Rédigez la suite du texte sur l'évolution du nombre de demandeurs d'emploi en France en mai 2016, en reprenant après sa dernière phrase.

• TEXTE FOURNI
******
Pierre-François Gouiffès : Le mois de mai 2016 brise la tendance baissière observée en mars et avril avec une augmentation de 9 200 demandeurs d’emploi en fin de mois sans aucune activité (DEFM A, +0,3 % en un mois) et de 31 300 demandeurs d’emploi avec activité réduite (DEFM ABC, +0,6 %). Il n’y aura donc pas à fin mai trois mois consécutifs de baisse, une situation qui ne s’est pas produite en France depuis plus de huit ans et la crise financière de l’automne 2008 : février 2008 pour les DEFM A et avril 2008 pour les ABC. Depuis cette date le nombre de chômeurs a été multiplié par 1,7 dans notre pays ! Depuis le début du quinquennat de François Hollande, on est dans une hausse à +20/25 %.

La période actuelle n’est donc pas celle d’une inversion claire et indiscutable du chômage mais encore celle de la stabilisation du chômage à un niveau très élevé, puisque sur un an et depuis mai 2015, on se situe dans une zone -1 %/+ 1 % en fonction des différentes catégories de demandeurs d’emploi.
******
Extrait d'un fichier de données:

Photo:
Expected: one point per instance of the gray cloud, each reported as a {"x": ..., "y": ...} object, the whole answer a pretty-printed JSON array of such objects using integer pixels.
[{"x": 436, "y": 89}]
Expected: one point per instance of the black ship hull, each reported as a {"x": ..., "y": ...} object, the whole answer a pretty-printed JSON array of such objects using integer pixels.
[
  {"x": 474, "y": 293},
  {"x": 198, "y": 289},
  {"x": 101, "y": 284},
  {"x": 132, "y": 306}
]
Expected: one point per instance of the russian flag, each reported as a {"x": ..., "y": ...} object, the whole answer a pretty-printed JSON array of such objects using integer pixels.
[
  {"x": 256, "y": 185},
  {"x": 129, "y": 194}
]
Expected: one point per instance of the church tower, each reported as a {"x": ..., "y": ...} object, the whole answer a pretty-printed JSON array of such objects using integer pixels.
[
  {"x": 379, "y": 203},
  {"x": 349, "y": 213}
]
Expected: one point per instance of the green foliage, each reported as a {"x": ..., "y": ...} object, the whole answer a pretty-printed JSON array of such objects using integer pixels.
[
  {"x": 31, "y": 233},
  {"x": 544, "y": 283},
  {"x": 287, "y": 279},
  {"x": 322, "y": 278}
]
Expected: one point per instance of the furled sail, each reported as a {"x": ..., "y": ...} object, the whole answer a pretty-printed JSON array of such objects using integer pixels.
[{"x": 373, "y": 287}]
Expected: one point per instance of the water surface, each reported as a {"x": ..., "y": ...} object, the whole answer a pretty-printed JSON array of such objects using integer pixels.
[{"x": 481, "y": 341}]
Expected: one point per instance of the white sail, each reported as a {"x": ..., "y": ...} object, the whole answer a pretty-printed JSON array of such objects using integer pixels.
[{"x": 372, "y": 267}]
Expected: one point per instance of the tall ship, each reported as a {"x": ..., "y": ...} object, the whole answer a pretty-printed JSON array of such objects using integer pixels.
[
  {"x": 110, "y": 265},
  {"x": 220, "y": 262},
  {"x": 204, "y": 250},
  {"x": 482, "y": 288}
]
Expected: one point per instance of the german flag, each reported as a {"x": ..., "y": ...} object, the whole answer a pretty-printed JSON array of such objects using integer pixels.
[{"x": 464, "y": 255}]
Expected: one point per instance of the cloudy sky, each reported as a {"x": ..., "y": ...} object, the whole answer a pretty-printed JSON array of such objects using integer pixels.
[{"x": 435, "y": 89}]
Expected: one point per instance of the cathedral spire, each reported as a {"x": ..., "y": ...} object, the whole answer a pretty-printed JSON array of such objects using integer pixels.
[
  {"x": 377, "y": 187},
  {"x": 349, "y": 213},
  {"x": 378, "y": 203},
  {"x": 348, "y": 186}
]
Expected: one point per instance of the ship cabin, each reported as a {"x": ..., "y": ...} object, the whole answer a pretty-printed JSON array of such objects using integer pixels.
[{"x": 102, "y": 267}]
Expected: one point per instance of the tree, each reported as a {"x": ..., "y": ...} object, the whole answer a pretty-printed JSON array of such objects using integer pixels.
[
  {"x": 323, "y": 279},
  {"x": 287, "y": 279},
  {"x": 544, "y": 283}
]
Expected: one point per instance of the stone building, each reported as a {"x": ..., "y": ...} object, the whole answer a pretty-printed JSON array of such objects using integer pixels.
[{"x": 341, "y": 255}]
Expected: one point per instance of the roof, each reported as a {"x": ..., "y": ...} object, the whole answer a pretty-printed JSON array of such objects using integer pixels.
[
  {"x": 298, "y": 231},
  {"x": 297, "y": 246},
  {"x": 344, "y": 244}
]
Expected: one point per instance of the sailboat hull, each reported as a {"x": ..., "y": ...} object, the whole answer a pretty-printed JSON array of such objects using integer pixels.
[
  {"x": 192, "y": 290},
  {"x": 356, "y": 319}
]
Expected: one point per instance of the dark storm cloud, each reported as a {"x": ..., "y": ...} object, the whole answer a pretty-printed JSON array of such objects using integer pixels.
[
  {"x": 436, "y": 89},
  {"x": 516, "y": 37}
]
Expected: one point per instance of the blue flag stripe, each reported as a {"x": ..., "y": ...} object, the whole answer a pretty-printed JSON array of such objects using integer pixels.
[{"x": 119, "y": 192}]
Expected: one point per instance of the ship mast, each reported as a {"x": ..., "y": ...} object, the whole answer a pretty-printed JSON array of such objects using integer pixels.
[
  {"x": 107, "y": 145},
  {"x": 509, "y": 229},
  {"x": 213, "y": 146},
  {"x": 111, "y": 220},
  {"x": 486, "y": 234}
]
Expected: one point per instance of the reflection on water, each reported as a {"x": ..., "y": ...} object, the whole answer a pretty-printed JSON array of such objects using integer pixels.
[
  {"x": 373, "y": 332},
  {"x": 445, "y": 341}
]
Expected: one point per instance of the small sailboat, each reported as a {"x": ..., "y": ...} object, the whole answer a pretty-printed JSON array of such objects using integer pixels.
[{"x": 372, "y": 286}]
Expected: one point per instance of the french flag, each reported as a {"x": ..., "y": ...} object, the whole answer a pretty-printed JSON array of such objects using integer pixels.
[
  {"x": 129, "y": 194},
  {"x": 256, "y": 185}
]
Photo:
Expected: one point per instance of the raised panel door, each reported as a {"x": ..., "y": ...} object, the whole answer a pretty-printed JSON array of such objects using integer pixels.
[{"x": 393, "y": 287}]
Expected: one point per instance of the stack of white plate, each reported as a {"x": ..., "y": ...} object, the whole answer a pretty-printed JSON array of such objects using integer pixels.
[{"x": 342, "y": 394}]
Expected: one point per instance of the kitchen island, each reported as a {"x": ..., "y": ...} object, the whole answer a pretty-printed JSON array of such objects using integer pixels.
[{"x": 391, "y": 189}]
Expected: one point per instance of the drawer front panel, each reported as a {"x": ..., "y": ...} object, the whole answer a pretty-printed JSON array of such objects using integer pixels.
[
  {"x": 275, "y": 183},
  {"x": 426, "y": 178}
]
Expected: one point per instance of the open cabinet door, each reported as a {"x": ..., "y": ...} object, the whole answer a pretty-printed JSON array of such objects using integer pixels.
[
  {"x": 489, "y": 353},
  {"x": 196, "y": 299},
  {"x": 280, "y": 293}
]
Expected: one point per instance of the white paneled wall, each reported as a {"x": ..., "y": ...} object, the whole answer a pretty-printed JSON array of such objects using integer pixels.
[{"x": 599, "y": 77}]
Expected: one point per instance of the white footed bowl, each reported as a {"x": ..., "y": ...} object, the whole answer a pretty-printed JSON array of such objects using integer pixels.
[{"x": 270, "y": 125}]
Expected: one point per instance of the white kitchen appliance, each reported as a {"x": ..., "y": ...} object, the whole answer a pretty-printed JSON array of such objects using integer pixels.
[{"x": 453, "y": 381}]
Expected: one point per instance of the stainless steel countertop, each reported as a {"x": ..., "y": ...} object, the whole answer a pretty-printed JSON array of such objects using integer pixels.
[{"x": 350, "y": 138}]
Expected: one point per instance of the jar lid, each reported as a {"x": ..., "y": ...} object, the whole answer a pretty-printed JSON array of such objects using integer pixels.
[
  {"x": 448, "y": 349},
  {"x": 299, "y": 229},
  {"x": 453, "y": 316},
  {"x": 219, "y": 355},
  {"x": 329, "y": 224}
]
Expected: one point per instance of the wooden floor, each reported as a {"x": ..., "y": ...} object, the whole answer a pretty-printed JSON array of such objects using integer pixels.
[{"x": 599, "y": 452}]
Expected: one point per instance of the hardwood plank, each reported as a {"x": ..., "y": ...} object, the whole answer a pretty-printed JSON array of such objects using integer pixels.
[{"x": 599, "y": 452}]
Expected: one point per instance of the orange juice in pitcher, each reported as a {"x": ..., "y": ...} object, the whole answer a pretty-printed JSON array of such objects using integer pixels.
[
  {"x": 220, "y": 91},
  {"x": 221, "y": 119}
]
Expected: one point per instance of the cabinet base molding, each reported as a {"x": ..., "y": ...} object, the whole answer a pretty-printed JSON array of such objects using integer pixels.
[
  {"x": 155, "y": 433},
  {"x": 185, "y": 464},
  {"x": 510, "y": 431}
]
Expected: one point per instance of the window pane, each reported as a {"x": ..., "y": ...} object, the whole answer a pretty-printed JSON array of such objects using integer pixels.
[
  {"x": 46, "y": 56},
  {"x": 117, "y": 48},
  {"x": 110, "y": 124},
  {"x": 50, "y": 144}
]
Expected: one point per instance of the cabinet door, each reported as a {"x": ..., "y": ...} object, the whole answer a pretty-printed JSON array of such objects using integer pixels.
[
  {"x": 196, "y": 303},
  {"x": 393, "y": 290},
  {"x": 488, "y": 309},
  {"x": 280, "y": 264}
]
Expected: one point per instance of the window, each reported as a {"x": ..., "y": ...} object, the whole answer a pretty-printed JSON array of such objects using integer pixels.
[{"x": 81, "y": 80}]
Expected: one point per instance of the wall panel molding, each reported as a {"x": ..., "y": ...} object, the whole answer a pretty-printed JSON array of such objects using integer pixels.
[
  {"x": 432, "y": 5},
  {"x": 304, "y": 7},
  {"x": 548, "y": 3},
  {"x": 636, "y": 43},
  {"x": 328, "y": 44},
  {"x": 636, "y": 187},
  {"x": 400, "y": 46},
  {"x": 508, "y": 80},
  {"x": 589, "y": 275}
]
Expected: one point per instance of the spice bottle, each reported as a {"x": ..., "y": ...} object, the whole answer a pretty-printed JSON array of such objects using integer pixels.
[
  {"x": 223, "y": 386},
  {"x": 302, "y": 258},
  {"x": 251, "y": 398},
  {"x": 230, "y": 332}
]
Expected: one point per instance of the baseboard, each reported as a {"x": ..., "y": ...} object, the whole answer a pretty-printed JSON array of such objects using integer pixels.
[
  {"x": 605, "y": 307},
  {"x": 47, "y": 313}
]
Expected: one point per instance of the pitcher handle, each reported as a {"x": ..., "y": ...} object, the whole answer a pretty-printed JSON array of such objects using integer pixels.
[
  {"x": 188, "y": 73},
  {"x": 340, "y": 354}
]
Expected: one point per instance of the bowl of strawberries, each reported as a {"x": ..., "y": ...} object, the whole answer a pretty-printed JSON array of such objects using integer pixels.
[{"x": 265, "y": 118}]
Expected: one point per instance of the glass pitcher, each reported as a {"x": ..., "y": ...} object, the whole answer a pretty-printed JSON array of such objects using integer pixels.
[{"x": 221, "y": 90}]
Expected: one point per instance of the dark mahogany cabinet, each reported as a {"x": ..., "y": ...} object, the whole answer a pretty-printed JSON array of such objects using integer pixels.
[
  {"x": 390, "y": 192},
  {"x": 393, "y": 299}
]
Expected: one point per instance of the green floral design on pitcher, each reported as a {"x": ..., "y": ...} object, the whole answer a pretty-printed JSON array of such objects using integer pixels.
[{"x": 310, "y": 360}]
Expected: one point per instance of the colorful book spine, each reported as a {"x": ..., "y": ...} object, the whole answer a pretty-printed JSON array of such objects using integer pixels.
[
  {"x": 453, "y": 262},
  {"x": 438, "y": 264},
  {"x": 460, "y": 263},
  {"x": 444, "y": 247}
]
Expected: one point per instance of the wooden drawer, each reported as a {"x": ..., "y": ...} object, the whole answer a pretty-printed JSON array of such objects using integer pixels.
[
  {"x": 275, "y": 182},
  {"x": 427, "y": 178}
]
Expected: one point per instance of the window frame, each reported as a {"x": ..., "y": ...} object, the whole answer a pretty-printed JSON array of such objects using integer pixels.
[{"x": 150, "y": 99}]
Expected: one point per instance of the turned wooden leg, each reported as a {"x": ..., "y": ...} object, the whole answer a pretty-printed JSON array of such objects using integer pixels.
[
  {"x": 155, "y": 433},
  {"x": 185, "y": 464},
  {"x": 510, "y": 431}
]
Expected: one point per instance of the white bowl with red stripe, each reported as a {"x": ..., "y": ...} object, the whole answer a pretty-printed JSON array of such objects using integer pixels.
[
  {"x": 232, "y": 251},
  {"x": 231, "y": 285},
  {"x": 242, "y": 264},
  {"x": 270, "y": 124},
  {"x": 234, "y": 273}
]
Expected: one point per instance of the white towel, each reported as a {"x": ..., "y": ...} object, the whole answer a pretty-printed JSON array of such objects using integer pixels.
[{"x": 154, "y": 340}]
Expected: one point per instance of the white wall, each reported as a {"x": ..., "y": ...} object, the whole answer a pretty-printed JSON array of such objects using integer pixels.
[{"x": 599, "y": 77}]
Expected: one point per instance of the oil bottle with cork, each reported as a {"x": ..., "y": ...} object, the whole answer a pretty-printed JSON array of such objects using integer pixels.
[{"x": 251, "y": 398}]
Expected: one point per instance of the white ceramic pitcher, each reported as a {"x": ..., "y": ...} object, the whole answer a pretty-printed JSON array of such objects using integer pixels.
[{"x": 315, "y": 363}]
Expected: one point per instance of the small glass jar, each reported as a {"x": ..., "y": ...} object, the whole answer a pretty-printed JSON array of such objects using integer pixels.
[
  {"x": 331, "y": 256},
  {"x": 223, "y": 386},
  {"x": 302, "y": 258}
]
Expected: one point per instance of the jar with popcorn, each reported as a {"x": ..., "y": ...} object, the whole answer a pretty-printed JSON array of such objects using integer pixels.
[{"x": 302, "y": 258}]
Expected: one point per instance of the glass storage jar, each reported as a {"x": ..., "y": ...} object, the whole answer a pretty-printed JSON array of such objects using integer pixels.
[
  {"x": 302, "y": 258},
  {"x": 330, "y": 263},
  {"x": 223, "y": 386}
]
******
• RÉPONSE PROPOSÉE
Une explication de la hausse de mai concerne un niveau élevé de réinscriptions sur les listes de Pôle Emploi à la suite du niveau particulièrement important des sorties pour défauts d’actualisation constaté le mois précédent. Il y aurait donc un effet de vases communicants entre les mois de mai et avril.

La question qui vient ensuite au regard de la politisation extrême des chiffres du chômage concerne l’impact ou non pour ces chiffres décevants pour l’exécutif des perturbations de la société et de l’économie du fait des blocages et grèves en lien avec le projet de loi travail.

Rappelons toutefois qu’Il y a un certain niveau de risque à commenter les statistiques mensuelles et de toute façon c’est la tendance de moyen terme qui compte.

Malgré une baisse très forte des cessations d'inscription pour défaut d'actualisation, les sorties constatées des chiffres de pôle emploi font état d'une hausse de plus de 32 % d'entrées en stage (77 900), alors que le mois précédent affichait déjà un seuil record. Comment expliquer un tel nombre de sorties au travers de "stages" ? Peut on constater d'autres anomalies dans les chiffres publiés ?

La proportion d’entrées en stages est en effet particulièrement élevée sur les deux derniers mois avec un plus haut historique constatée en mai. Ils représentent en effet 12 % des sorties contre 8% par exemple en moyenne sur l’année 2012, une augmentation de 50 %.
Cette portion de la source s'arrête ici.